> [Quoted text]:

# # # # # # #

Step-by-Step Instructions
Step 1: Deploy the Faulty Infrastructure
We will deploy a CloudFormation stack that intentionally contains a bug in the Lambda code's integration with DynamoDB.
aws cloudformation deploy \
--stack-name brainybee-rca-lab \
--template-body https://raw.githubusercontent.com/aws-samples/aws-serverless-workshops/master/Observability/template.yaml \
--capabilities CAPABILITY_IAM▶Console alternative
Navigate to CloudFormation > Create stack > With new resources. Upload the template URL and follow the wizard to name the stack
brainybee-rca-lab.
Step 2: Trigger the Failure
Upload a test file to the newly created S3 bucket to trigger the Lambda function.

# # # # # # #

> [Dataset content]:
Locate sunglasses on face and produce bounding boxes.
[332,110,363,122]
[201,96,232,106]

# # # # # # #

> [Jobs]:
• 1. In the lab instructions, what name is given to the CloudFormation stack?
• 2. Repeat the lab instructions, beginning at the words "Step-by-Step Instructions" and stopping after "integration with DynamoDB.".
• 3. Pick up the lab instructions where they stop and continue them.
The lines above are separate material and are not part of the lab instructions.

> [Responses per task]:
• 1. brainybee-rca-lab

• 2.
Step-by-Step Instructions
Step 1: Deploy the Faulty Infrastructure
We will deploy a CloudFormation stack that intentionally contains a bug in the Lambda code's integration with DynamoDB.

• 3.
# Get the bucket name from stack outputs
BUCKET_NAME=$(aws cloudformation describe-stacks --stack-name brainybee-rca-lab --query "Stacks[0].Outputs[?OutputKey=='BucketName'].OutputValue" --output text)
echo "test data" > test-image.jpg
aws s3 cp test-image.jpg s3://$BUCKET_NAME/test-image.jpgStep 3: Query Logs with CloudWatch Insights
The Lambda failed silently. We need to find the specific error message.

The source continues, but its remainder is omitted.